* Your objective: Reproduce every one of the rows below word for word, keeping each line in its original order.

* Provided entries:
######

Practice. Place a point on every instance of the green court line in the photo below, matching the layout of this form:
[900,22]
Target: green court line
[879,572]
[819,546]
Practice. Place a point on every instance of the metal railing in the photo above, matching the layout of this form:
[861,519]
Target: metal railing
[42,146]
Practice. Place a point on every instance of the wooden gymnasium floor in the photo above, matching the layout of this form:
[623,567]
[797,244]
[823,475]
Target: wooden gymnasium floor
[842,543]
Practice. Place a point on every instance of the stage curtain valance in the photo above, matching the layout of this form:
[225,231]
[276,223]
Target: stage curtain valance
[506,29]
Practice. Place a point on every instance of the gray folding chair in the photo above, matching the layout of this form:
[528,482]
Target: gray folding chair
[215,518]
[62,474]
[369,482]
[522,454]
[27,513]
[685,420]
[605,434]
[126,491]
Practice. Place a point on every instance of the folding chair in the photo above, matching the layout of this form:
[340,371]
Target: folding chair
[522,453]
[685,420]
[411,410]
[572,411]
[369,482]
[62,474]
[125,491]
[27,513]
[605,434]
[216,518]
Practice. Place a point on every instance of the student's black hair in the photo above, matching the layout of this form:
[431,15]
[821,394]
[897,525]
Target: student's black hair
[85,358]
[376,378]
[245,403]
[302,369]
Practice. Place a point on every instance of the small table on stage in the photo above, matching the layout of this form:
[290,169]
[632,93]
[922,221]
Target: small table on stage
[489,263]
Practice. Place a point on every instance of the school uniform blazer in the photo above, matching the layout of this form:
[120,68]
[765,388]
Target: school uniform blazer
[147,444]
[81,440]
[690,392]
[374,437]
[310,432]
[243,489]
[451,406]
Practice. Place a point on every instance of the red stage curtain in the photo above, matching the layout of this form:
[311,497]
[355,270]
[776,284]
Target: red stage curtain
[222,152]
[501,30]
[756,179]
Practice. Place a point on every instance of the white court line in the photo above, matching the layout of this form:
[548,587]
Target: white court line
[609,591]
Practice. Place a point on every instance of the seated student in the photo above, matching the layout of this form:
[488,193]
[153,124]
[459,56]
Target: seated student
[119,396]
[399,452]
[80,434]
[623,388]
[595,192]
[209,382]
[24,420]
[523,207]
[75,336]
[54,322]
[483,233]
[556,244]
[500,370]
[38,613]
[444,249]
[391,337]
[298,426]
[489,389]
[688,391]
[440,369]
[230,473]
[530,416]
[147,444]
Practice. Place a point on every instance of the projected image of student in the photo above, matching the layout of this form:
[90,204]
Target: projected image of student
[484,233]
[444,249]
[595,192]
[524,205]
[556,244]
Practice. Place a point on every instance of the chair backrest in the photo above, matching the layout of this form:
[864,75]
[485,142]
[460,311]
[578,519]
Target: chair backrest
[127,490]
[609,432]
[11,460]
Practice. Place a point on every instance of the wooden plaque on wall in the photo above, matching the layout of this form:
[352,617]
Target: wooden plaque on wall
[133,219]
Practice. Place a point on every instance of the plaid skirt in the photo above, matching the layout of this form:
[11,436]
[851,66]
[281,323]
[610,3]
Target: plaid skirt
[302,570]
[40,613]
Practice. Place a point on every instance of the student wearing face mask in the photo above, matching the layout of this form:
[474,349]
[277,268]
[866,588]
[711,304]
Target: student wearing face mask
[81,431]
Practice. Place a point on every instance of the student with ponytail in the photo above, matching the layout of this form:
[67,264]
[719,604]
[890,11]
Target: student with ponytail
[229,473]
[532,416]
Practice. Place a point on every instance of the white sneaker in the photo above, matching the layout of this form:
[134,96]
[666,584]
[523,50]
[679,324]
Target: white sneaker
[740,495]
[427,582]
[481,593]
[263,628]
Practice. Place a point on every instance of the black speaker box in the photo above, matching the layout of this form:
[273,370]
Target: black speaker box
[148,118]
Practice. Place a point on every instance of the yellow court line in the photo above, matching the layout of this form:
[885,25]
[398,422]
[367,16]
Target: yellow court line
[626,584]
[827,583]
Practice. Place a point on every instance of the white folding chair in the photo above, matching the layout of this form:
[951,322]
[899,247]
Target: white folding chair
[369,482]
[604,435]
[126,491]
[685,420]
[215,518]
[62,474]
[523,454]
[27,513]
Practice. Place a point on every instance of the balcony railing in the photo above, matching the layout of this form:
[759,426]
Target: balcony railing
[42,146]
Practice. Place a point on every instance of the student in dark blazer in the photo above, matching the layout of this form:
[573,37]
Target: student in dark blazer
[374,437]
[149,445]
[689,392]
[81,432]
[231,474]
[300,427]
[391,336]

######

* Solved problem:
Practice. Place a point on every instance of the green court line in the photo below, matching the layout of this form:
[900,22]
Target: green court line
[879,572]
[819,546]
Practice. Place a point on every instance of the metal railing in the photo above, matching the layout of this form:
[861,519]
Target: metal railing
[42,146]
Practice. Place a point on every instance of the wooden gymnasium floor in the photo above, matching the layout of this form:
[623,567]
[797,244]
[823,475]
Target: wooden gymnasium floor
[842,543]
Practice. Place a point on every instance of the stage curtain valance in the photo above, matching the layout of this form:
[225,231]
[276,223]
Target: stage curtain valance
[506,29]
Practice. Place a point on every instance of the gray folding chair in the photo above, matching the layout of this form:
[528,482]
Target: gray folding chair
[215,518]
[62,474]
[369,482]
[522,454]
[27,513]
[685,420]
[605,434]
[126,491]
Practice. Place a point on every instance of the folding chair in the photo above, matching the layout of this form:
[340,371]
Target: folding chair
[522,453]
[685,420]
[411,410]
[572,411]
[369,482]
[62,474]
[125,491]
[27,513]
[605,434]
[216,518]
Practice. Place a point on every instance of the student's black hair in the photo above, matching the layout of this form:
[431,15]
[821,394]
[897,525]
Target: student's black hair
[85,358]
[376,378]
[245,403]
[302,369]
Practice. Place a point on every instance of the small table on stage in the photo above, matching the layout of this form:
[290,169]
[632,93]
[922,221]
Target: small table on stage
[489,263]
Practice. Place a point on every instance of the school uniform blazer in the photo above, matching the layout of this form:
[120,68]
[765,388]
Target: school uniform blazer
[147,444]
[81,440]
[690,392]
[374,437]
[310,432]
[243,489]
[451,406]
Practice. Place a point on every instance of the red stage curtain in the photo above, matching the layout of this form:
[311,497]
[355,270]
[776,284]
Target: red stage curtain
[222,152]
[501,30]
[756,179]
Practice. Place a point on every instance of the white court line in the photo above, matching the layout of this form:
[548,587]
Target: white court line
[609,591]
Practice. Place a point on every instance of the seated student in the photo above, matching the layout of this form:
[488,193]
[153,124]
[459,56]
Target: seated student
[119,396]
[399,452]
[80,434]
[623,388]
[595,192]
[209,382]
[24,420]
[523,207]
[75,336]
[54,322]
[483,233]
[556,244]
[500,370]
[38,613]
[444,249]
[391,337]
[298,426]
[489,389]
[688,391]
[440,369]
[230,473]
[530,416]
[147,444]
Practice. Place a point on every instance of the projected image of student in the photo above, matching the layout of this form:
[90,204]
Target: projected image of student
[484,233]
[444,249]
[595,192]
[524,205]
[556,244]
Practice. Place a point on every instance of the chair backrest in the photo above, matching the layout of this form:
[864,75]
[485,142]
[460,311]
[578,519]
Target: chair backrest
[127,490]
[609,432]
[11,460]
Practice. Place a point on every instance of the wooden plaque on wall in the photo above, matching the layout of this form:
[352,617]
Target: wooden plaque on wall
[133,219]
Practice. Place a point on every instance of the plaid skirt in the photo above, matching the layout of this form:
[11,436]
[851,66]
[281,323]
[610,3]
Target: plaid skirt
[302,570]
[40,613]
Practice. Place a point on every instance of the student wearing face mask in the photo above, matching the layout of this form:
[474,349]
[277,268]
[866,588]
[711,304]
Target: student wearing face mask
[81,431]
Practice. Place a point on every instance of the student with ponytail in the photo above, matching the layout of this form:
[67,264]
[719,604]
[890,11]
Target: student with ponytail
[229,473]
[532,416]
Practice. Place a point on every instance of the white sneaker in the photo above, matching the layout of this form:
[134,96]
[666,584]
[523,50]
[679,324]
Target: white sneaker
[740,495]
[427,582]
[481,593]
[263,628]
Practice. Place a point on every instance of the black speaker box in the photo above, matching the layout of this form:
[273,370]
Target: black speaker box
[148,118]
Practice. Place a point on every instance of the yellow court line in the photo above, matching the layout of this form:
[885,25]
[398,422]
[367,16]
Target: yellow court line
[626,584]
[827,583]
Practice. Place a point on every instance of the white folding chair in the photo above, matching the layout of this form:
[951,322]
[899,247]
Target: white folding chair
[369,482]
[604,435]
[126,491]
[685,420]
[215,518]
[62,474]
[523,454]
[27,513]
Practice. Place a point on every instance of the balcony railing in the photo above, matching the layout of this form:
[759,426]
Target: balcony railing
[42,146]
Practice. Place a point on every instance of the student in dark blazer in the photo above, matching the layout of this form:
[573,37]
Target: student in dark blazer
[374,437]
[149,445]
[689,392]
[81,432]
[231,474]
[300,427]
[391,336]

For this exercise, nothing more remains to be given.